Records drawn from a dataset:
====

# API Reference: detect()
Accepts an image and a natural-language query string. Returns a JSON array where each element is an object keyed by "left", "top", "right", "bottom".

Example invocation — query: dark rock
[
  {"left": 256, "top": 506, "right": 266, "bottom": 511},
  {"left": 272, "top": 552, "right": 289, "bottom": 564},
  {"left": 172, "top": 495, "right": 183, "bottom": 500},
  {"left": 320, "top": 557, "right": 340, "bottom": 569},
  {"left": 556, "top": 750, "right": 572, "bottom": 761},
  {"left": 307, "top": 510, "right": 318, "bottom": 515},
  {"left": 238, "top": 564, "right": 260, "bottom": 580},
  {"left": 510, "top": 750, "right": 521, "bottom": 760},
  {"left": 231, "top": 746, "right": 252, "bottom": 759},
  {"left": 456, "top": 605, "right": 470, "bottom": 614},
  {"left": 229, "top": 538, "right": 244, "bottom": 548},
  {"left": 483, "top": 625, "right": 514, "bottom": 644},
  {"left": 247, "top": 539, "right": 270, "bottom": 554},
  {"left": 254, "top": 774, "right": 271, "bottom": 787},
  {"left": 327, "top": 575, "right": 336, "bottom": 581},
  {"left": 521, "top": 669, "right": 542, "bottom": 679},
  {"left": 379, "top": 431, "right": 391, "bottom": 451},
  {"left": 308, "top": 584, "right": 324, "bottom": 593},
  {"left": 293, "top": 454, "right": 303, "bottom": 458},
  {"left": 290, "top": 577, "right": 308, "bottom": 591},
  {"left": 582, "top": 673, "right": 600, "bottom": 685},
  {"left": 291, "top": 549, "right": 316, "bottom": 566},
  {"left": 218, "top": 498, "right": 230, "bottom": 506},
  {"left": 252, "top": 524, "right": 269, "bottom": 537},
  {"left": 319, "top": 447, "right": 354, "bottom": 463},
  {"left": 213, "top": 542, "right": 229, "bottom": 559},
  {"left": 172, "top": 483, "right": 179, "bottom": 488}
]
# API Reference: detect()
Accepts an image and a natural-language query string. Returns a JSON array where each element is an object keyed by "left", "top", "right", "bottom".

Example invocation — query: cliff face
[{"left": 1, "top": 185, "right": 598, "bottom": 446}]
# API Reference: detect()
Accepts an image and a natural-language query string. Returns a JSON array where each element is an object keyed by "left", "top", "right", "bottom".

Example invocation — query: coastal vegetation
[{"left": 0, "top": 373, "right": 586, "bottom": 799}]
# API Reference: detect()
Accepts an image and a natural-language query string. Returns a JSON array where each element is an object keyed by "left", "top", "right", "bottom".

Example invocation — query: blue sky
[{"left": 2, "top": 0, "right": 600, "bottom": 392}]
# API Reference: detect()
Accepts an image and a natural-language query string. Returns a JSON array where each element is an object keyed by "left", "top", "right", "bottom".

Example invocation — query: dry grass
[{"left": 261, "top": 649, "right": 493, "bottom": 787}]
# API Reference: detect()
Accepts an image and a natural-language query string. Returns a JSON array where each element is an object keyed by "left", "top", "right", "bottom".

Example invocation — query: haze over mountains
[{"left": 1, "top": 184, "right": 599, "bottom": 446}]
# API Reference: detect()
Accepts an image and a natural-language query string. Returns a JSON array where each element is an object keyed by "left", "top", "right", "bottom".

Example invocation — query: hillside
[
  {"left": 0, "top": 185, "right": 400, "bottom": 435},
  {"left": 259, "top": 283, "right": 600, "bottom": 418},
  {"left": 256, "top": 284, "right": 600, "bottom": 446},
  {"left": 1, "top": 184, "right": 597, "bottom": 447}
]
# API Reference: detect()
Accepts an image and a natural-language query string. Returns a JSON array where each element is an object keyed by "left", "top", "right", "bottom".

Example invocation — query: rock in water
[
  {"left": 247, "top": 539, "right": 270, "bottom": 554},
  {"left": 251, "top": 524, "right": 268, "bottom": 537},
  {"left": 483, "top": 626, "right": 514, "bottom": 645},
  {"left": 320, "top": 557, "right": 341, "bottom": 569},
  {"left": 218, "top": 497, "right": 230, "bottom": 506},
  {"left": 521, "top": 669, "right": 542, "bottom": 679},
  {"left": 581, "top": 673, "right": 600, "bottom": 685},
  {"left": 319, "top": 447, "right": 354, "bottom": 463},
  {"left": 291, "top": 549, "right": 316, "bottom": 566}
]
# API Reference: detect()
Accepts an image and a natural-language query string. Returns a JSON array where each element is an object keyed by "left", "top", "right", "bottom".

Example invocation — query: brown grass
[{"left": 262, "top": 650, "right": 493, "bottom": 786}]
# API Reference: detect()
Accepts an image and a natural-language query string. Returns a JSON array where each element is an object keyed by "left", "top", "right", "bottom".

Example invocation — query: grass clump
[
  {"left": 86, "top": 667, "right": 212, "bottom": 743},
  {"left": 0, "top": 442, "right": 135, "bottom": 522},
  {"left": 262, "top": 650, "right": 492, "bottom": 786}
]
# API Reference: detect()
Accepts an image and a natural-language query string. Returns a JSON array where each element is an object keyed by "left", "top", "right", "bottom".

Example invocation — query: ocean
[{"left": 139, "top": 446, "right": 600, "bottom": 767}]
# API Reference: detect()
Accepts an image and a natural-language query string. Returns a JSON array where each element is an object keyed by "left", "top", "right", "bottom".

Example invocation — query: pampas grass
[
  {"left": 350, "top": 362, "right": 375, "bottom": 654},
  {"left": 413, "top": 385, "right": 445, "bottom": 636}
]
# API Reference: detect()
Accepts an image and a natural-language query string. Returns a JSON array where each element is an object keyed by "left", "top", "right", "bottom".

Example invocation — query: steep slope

====

What needs to be done: Each entry, exactly as written, should be set down once more.

Exercise response:
# API Reference: detect()
Accepts an image and a natural-language query string. Returns a JSON array where each element is an object keyed by "left", "top", "right", "bottom".

Example invocation — query: dark rock
[
  {"left": 256, "top": 506, "right": 266, "bottom": 511},
  {"left": 272, "top": 552, "right": 289, "bottom": 564},
  {"left": 172, "top": 495, "right": 183, "bottom": 500},
  {"left": 320, "top": 557, "right": 340, "bottom": 569},
  {"left": 556, "top": 750, "right": 572, "bottom": 761},
  {"left": 307, "top": 510, "right": 318, "bottom": 515},
  {"left": 238, "top": 564, "right": 260, "bottom": 580},
  {"left": 510, "top": 750, "right": 521, "bottom": 760},
  {"left": 231, "top": 746, "right": 252, "bottom": 759},
  {"left": 456, "top": 605, "right": 470, "bottom": 614},
  {"left": 229, "top": 538, "right": 244, "bottom": 548},
  {"left": 483, "top": 625, "right": 514, "bottom": 644},
  {"left": 247, "top": 539, "right": 270, "bottom": 554},
  {"left": 254, "top": 774, "right": 271, "bottom": 787},
  {"left": 327, "top": 575, "right": 336, "bottom": 581},
  {"left": 521, "top": 669, "right": 542, "bottom": 679},
  {"left": 379, "top": 431, "right": 391, "bottom": 451},
  {"left": 308, "top": 584, "right": 324, "bottom": 593},
  {"left": 293, "top": 454, "right": 303, "bottom": 458},
  {"left": 290, "top": 577, "right": 308, "bottom": 591},
  {"left": 582, "top": 673, "right": 600, "bottom": 685},
  {"left": 291, "top": 549, "right": 316, "bottom": 566},
  {"left": 218, "top": 498, "right": 230, "bottom": 506},
  {"left": 252, "top": 524, "right": 269, "bottom": 537},
  {"left": 319, "top": 447, "right": 354, "bottom": 463},
  {"left": 213, "top": 542, "right": 229, "bottom": 559},
  {"left": 172, "top": 483, "right": 179, "bottom": 488}
]
# API Reference: detect()
Accepts an image and a natural-language query string. Returns a JSON array where each element is an object keyed by "left", "top", "right", "bottom".

Example invocation — query: cliff face
[{"left": 1, "top": 185, "right": 598, "bottom": 446}]
# API Reference: detect()
Accepts an image and a natural-language query string. Returns a JSON array where each element is an object keyed by "left", "top", "right", "bottom".

Example invocation — query: coastal vegetation
[{"left": 0, "top": 373, "right": 586, "bottom": 799}]
# API Reference: detect()
Accepts an image and a natural-language query string. Returns a JSON array where each element is an object keyed by "left", "top", "right", "bottom".

Example invocation — query: blue sky
[{"left": 2, "top": 0, "right": 600, "bottom": 392}]
# API Reference: detect()
Accepts an image and a natural-language query string. Returns a JSON array where each element is an object keyed by "left", "top", "right", "bottom".

Example invocation — query: dry grass
[{"left": 261, "top": 649, "right": 493, "bottom": 787}]
# API Reference: detect()
Accepts an image and a natural-language query string. Returns a JSON array where each element is an object keyed by "left", "top", "right", "bottom".

Example invocation — query: haze over mountains
[{"left": 1, "top": 184, "right": 599, "bottom": 446}]
# API Reference: detect()
Accepts an image and a natural-language query string. Returns a JSON array where each element is an object keyed by "left", "top", "right", "bottom".

Example invocation — query: hillside
[
  {"left": 0, "top": 185, "right": 400, "bottom": 435},
  {"left": 259, "top": 283, "right": 600, "bottom": 418},
  {"left": 256, "top": 284, "right": 600, "bottom": 446},
  {"left": 1, "top": 184, "right": 597, "bottom": 447}
]
# API Reference: detect()
Accepts an image and a natural-language query string. Returns a JSON array where each element is an object keyed by "left", "top", "right", "bottom".

Example invocation — query: rock in water
[
  {"left": 247, "top": 539, "right": 270, "bottom": 554},
  {"left": 251, "top": 524, "right": 268, "bottom": 537},
  {"left": 483, "top": 626, "right": 514, "bottom": 645},
  {"left": 320, "top": 557, "right": 341, "bottom": 569},
  {"left": 218, "top": 497, "right": 230, "bottom": 506},
  {"left": 521, "top": 669, "right": 542, "bottom": 679},
  {"left": 581, "top": 673, "right": 600, "bottom": 685},
  {"left": 319, "top": 447, "right": 354, "bottom": 463},
  {"left": 291, "top": 549, "right": 316, "bottom": 566}
]
# API Reference: detect()
Accepts an image and a natural-language query string. Returns a JSON array where each element is an object keyed by "left", "top", "right", "bottom".

Example invocation — query: brown grass
[{"left": 262, "top": 650, "right": 493, "bottom": 786}]
# API Reference: detect()
Accepts an image and a natural-language query string. Returns a JSON array where each element is an object keyed by "left", "top", "right", "bottom".

Example invocation — query: grass clump
[
  {"left": 86, "top": 667, "right": 212, "bottom": 743},
  {"left": 0, "top": 442, "right": 135, "bottom": 522},
  {"left": 262, "top": 650, "right": 492, "bottom": 786}
]
# API Reference: detect()
Accepts an image and a natural-language query string. Returns a JSON array where each element is an object keyed by "left", "top", "right", "bottom".

Example invocation — query: ocean
[{"left": 139, "top": 446, "right": 600, "bottom": 767}]
# API Reference: detect()
Accepts an image and a natural-language query string. Returns a JSON array where each element is an object keyed by "left", "top", "right", "bottom".

Example invocation — query: pampas grass
[
  {"left": 350, "top": 362, "right": 375, "bottom": 654},
  {"left": 413, "top": 385, "right": 445, "bottom": 636}
]
# API Reference: detect()
Accepts an image and a natural-language query string. Returns a JSON array where each element is an object keyed by "left", "top", "right", "bottom".

Example invocation — query: steep slope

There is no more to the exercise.